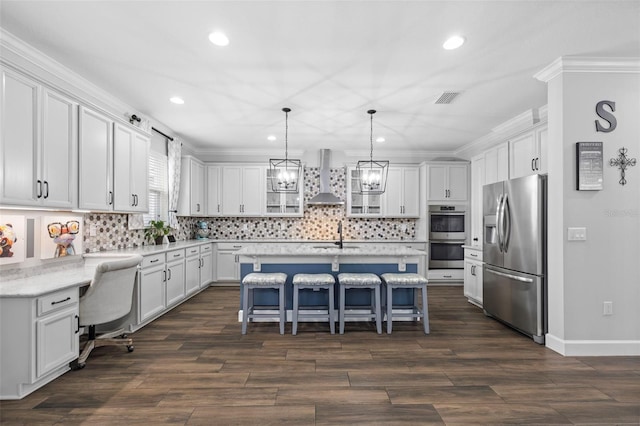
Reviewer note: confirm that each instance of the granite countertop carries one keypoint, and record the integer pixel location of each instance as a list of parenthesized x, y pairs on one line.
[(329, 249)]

--

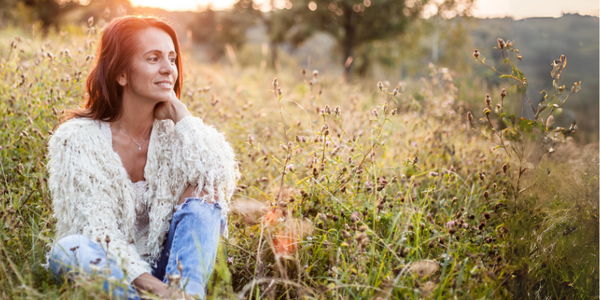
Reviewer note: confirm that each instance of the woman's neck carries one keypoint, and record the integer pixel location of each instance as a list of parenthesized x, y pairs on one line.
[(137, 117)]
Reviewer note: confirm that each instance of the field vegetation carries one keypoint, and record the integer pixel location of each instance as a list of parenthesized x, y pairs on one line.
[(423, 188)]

---

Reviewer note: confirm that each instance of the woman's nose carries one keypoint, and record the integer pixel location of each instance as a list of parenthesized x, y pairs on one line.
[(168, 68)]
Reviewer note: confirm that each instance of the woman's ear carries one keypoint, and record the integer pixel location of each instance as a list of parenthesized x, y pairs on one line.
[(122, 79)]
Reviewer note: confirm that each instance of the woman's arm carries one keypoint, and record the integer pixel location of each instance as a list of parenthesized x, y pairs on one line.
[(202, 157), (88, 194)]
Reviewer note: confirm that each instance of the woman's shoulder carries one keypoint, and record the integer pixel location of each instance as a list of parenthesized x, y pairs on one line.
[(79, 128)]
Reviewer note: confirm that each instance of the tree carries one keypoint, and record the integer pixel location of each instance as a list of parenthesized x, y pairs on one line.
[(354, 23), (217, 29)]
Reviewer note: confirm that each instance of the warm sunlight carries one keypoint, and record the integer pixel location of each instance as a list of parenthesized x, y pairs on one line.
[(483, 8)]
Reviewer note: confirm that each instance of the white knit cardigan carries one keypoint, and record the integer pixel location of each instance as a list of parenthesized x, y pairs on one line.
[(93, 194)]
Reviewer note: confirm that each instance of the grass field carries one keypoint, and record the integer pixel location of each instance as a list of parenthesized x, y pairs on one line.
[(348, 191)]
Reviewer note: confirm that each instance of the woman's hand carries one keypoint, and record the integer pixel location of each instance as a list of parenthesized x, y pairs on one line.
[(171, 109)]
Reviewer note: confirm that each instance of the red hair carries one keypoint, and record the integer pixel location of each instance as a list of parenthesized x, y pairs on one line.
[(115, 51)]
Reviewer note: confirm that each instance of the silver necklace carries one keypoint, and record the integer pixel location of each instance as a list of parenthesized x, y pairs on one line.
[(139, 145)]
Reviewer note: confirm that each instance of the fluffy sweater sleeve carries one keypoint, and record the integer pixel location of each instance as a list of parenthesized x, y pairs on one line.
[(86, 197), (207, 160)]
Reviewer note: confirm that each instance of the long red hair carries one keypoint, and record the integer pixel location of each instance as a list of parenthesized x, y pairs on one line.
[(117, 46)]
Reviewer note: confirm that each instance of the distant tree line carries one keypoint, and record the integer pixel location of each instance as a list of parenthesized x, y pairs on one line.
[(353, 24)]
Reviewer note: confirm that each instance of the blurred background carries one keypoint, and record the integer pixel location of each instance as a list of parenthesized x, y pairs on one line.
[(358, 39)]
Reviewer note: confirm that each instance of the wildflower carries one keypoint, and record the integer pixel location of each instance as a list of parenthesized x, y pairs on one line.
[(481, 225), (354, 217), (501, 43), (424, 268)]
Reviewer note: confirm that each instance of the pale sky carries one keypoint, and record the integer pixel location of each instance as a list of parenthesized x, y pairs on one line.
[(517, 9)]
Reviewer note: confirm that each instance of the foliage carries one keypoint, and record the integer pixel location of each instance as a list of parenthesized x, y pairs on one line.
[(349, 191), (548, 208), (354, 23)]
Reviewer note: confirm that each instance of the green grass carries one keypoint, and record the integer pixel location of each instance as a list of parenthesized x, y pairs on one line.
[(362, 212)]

→ **Exercise objective**
Arrange the lines of the listing, from the line containing "Reviewer note: confirm that each instance of the woman's neck" up to and including the line containing "[(423, 188)]", as a Markdown table with the columns Row and Line, omitting any blank lines.

→ **Full solution**
| Row | Line |
|---|---|
| 1 | Reviewer note: confirm that each instance of the woman's neck carries one keypoint, and record the integer pixel location of each instance as a list of parenthesized x, y pairs on one line. |
| 2 | [(137, 117)] |
| 3 | Reviewer note: confirm that each instance of the field vegetation carries one keypoint, and record the integer pixel location of each instance as a list of parenthesized x, y pairs on one line. |
| 4 | [(423, 188)] |